### Problem statement
Could you repeat, word for word, every line from the one containing "Mark the water" through the final line of the records below, and nothing else?

### Material provided
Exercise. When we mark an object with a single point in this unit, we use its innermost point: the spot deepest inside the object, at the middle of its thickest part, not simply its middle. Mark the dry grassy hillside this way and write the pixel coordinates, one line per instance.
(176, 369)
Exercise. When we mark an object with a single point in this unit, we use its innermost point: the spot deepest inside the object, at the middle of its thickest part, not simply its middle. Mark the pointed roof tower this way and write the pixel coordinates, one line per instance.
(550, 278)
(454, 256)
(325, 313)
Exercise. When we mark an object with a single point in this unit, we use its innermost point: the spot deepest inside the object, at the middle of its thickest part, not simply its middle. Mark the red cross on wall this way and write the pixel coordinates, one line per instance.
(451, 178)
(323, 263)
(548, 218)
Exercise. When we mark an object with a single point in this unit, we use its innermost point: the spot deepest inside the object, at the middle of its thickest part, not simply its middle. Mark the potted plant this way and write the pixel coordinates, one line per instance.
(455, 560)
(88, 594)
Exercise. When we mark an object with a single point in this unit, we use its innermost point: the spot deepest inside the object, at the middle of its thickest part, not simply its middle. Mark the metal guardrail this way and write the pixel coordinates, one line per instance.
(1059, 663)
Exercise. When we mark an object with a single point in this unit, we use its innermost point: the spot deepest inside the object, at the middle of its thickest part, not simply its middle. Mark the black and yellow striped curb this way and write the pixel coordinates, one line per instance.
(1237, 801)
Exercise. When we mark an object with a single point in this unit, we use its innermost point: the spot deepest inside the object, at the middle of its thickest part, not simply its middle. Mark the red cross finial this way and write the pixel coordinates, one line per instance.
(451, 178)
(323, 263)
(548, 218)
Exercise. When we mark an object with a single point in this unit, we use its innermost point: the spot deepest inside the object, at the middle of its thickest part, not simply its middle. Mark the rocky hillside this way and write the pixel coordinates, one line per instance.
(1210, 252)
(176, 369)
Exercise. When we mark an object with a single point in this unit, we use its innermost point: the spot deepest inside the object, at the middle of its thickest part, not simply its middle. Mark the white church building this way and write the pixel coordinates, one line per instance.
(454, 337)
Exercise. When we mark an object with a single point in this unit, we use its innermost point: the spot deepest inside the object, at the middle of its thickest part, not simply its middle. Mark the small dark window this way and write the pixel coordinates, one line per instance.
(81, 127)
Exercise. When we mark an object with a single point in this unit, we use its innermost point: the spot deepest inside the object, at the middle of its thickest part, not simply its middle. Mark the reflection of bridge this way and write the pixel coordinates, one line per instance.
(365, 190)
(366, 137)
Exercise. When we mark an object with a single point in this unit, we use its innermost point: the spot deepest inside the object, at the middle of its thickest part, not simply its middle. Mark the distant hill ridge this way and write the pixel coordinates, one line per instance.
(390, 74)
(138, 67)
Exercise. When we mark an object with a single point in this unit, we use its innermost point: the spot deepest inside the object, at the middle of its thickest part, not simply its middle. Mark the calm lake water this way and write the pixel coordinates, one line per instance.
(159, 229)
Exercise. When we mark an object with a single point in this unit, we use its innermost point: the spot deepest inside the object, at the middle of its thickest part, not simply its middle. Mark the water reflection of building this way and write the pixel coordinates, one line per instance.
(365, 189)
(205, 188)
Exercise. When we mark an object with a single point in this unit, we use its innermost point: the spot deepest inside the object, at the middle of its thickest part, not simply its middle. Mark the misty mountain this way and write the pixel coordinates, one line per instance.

### Response for this exercise
Exercise. When we mark an object with a single point in this unit, we use its innermost point: the spot deepest inside the object, at the middle of its thickest part, not simply its middle. Mark the water reflection of building this way and write the pixel coordinates, one line per instance.
(365, 189)
(205, 188)
Exercise. When we mark an object with a single point in this unit, we use its innermost point: the spot deepest inside the object, at the middle of its thickest part, not simply its middle. Mark the misty mountain this way and write the pixel coordinates, one line per instance.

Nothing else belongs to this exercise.